▶ [GOAL OF THE EXERCISE] Each line below needs to be restated word for word.

[Natural language region descriptions]
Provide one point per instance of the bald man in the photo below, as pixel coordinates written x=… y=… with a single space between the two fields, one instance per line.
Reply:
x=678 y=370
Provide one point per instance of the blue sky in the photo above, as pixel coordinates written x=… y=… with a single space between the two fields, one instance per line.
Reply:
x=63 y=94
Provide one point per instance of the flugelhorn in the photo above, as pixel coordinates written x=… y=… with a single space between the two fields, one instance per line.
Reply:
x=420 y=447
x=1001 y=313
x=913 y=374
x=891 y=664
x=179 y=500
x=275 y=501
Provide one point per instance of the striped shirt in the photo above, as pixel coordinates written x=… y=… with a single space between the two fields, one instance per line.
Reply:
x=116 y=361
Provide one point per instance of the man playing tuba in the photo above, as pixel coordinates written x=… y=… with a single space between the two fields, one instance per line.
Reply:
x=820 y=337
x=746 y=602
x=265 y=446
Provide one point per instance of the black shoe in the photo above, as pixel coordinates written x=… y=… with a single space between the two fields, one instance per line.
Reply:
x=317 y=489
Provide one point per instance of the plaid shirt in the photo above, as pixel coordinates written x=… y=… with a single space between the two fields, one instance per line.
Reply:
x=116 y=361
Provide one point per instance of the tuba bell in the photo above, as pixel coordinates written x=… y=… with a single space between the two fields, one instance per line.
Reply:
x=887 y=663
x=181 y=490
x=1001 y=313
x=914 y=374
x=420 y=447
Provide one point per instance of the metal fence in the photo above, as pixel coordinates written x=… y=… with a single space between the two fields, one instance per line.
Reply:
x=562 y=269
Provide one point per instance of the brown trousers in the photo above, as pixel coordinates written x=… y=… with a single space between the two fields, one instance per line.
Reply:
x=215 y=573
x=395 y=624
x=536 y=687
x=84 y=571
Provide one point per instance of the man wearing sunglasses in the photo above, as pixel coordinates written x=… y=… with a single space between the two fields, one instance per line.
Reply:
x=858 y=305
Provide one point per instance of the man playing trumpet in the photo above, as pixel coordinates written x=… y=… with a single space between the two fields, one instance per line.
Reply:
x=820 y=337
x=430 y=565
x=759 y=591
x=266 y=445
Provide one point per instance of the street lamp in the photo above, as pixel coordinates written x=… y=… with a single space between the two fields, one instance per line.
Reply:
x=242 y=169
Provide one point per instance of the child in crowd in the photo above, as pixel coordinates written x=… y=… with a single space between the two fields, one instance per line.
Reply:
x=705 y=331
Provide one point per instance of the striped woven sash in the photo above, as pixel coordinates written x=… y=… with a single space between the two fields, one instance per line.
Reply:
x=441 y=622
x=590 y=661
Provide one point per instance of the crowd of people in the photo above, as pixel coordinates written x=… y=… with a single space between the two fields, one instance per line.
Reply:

▶ [TASK OUTPUT]
Provide one point per instance of the bald man in the photo below, as pixel coordinates written x=… y=… with a single space between the two fields, one instance per line.
Reply:
x=678 y=370
Provide one point per instance of the blue sky in the photo above, as pixel coordinates written x=… y=… with a single space between the two fields, one instance per line.
Reply:
x=63 y=94
Provide one point per instance of the flugelhorn in the photo above, as pixel coordinates written x=… y=… with a single space between the two fields, one instance per line.
Reply:
x=420 y=447
x=1001 y=313
x=913 y=374
x=891 y=664
x=179 y=500
x=275 y=501
Provide one point per instance of the striped shirt in the photo above, as pixel coordinates written x=… y=… with a single space between the two fields, one instance per line.
Reply:
x=116 y=361
Provide one point per instance of the man playing tuba in the photo above, as pixel coordinates written x=… y=… with a single space between the two fields, one instance per line.
Reply:
x=820 y=337
x=746 y=602
x=265 y=446
Provide one point per instance of the black shoe in the photo above, as pixel coordinates written x=… y=… with a single space between the two fields, one instance per line.
Reply:
x=317 y=489
Provide one point per instance of the plaid shirt in the photo above, as pixel coordinates written x=… y=… with a single space between the two fields, one instance per line.
Reply:
x=116 y=361
Provide one point per instance of the tuba bell in the photo above, as pixel coordinates written x=… y=… with a single space between the two fields, one instance per line.
Reply:
x=887 y=663
x=181 y=490
x=1001 y=313
x=914 y=374
x=420 y=447
Provide one point per instance of the metal fence in the photo above, as pixel coordinates written x=… y=… with a single space between the two fields, one instance per line.
Reply:
x=562 y=269
Provide one point per instance of the brown trousers in the photo above, as pixel coordinates written x=… y=… with a single space between the two fields, one instance per line.
Reply:
x=215 y=573
x=395 y=624
x=536 y=687
x=84 y=571
Provide one point per instance of the man wearing sunglasses in the photo above, as pixel coordinates written x=… y=… with a single space between the two fields, one instance per line.
Reply:
x=858 y=305
Provide one point per instance of the man playing trumpet in the photo above, as pixel coordinates written x=… y=… with a single space between the two fields, one instance per line.
Reply:
x=820 y=337
x=430 y=565
x=759 y=591
x=266 y=445
Provide one point per instance of the street lamp in the photo above, as pixel coordinates written x=… y=… with a single space between the two fields, one instance per line.
Reply:
x=242 y=169
Provide one point per instance of the child in crowd in the photo above, as pixel coordinates written x=… y=… with a single space between the two fields, one instance per line.
Reply:
x=705 y=331
Provide one point per instance of the striped woven sash in the photo above, as pixel coordinates written x=… y=… with a single space between the two fields, one instance per line.
Reply:
x=441 y=622
x=590 y=661
Provide one point per instance of the crowd of people in the photo above, as pixel coordinates written x=… y=… with a single space between the two fields, one instance per line.
Reply:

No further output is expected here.